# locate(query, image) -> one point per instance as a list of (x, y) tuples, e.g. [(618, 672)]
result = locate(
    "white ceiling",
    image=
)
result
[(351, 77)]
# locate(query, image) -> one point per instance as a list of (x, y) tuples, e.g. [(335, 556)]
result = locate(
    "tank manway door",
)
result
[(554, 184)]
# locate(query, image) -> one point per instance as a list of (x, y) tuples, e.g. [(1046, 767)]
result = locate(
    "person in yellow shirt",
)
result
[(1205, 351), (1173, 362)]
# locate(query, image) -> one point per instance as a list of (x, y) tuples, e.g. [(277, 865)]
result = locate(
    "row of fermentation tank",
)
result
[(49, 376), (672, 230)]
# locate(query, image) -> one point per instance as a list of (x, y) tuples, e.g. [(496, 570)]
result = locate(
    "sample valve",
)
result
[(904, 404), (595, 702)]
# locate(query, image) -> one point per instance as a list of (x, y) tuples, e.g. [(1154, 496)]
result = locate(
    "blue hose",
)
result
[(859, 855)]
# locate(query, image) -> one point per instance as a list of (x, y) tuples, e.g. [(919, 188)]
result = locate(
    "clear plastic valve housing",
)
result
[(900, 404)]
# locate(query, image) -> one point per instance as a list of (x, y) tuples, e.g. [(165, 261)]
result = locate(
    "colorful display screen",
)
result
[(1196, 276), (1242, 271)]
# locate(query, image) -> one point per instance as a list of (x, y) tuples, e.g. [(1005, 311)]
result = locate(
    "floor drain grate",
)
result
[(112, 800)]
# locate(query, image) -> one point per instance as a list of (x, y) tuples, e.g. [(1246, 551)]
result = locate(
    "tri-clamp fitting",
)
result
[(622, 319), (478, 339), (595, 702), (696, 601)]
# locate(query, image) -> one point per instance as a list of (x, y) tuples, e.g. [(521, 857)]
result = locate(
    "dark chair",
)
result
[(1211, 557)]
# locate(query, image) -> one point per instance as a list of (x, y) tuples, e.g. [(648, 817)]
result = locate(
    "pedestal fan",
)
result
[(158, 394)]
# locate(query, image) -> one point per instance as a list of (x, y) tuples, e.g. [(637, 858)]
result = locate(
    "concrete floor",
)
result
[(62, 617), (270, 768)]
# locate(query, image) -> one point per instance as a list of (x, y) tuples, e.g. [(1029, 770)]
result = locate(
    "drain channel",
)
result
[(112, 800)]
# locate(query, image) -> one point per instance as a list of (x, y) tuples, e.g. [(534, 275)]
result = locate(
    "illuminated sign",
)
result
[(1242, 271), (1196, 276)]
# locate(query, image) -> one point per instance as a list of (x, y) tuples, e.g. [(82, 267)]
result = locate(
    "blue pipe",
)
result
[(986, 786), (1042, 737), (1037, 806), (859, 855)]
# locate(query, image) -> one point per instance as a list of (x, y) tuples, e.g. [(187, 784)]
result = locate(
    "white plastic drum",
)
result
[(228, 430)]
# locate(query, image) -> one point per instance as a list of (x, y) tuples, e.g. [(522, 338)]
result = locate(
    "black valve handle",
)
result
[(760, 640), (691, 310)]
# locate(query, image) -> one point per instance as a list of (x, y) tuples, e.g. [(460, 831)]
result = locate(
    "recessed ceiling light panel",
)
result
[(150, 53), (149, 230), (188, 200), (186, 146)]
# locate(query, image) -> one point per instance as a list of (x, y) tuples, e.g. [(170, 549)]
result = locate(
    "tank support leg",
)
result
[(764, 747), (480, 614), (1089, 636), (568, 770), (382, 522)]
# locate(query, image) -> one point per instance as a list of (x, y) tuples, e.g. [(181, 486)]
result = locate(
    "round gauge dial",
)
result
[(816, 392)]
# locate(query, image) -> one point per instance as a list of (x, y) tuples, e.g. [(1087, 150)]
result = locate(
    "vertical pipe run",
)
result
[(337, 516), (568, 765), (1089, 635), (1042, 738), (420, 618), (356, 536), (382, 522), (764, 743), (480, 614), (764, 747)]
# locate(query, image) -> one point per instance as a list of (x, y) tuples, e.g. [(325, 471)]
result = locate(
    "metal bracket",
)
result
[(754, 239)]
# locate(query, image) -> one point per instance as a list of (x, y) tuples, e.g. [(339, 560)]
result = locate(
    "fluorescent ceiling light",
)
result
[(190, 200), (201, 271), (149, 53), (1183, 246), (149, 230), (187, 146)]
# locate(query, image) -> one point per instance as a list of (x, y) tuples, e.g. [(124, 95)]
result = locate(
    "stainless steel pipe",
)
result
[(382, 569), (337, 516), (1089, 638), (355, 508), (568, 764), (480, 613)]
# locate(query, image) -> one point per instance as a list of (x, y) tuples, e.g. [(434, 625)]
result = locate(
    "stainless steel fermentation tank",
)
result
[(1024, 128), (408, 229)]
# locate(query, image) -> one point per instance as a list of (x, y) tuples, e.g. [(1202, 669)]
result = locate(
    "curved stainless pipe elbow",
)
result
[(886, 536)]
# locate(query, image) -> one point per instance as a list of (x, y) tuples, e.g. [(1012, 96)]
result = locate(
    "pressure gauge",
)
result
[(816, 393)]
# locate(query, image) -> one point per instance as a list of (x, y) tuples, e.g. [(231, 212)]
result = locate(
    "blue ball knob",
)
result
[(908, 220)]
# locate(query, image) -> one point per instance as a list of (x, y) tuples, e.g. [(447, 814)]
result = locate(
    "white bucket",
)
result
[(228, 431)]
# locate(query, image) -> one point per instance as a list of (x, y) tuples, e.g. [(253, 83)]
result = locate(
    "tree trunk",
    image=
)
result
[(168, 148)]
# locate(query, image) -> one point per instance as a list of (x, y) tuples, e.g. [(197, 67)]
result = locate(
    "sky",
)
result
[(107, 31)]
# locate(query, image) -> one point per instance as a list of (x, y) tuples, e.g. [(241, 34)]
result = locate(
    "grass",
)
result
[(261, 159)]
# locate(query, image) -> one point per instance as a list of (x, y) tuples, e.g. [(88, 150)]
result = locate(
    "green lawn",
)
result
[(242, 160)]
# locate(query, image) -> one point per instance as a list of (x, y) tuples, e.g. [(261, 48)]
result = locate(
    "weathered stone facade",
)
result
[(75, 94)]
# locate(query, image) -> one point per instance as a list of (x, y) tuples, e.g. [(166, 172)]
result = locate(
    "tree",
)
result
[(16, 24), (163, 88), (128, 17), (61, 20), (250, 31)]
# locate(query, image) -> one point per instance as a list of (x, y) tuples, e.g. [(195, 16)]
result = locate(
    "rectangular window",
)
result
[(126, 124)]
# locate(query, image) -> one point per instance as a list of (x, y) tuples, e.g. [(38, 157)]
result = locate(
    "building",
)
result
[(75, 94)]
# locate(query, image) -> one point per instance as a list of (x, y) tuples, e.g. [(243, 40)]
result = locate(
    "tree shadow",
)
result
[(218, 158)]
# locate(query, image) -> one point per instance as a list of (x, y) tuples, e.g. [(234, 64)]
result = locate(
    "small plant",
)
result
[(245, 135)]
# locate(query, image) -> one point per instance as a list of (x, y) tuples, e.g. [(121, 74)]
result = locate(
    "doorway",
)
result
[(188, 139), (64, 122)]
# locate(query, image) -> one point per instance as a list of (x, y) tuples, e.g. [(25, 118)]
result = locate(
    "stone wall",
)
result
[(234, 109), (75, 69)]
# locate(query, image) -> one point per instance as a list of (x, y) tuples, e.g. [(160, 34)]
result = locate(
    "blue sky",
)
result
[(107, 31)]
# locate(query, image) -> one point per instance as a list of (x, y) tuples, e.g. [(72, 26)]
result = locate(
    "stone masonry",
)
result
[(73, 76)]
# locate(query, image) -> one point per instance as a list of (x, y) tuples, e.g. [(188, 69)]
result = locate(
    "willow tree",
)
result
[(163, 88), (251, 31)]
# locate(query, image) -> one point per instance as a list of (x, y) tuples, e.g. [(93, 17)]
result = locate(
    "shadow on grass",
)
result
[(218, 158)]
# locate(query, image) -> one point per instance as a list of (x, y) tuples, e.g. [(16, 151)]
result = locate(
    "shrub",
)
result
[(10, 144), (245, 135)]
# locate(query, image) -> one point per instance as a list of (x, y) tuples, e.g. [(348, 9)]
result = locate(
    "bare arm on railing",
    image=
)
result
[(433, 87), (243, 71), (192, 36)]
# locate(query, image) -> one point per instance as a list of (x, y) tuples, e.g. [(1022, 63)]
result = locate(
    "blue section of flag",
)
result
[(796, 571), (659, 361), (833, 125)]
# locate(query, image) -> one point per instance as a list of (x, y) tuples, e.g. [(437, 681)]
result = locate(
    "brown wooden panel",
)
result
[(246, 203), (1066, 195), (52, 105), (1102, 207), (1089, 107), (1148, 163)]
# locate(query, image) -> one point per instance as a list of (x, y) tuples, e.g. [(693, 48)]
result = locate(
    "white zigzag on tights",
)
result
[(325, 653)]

EXERCISE: Please quote, unchanged, the lines from the one containing "e.g. [(522, 338)]" through the one containing "[(760, 640), (691, 310)]".

OUTPUT BELOW:
# locate(query, image) -> one point per instance as a list of (x, y) tuples, e.g. [(522, 338)]
result = locate(
    "black valve handle",
)
result
[(760, 640), (691, 310)]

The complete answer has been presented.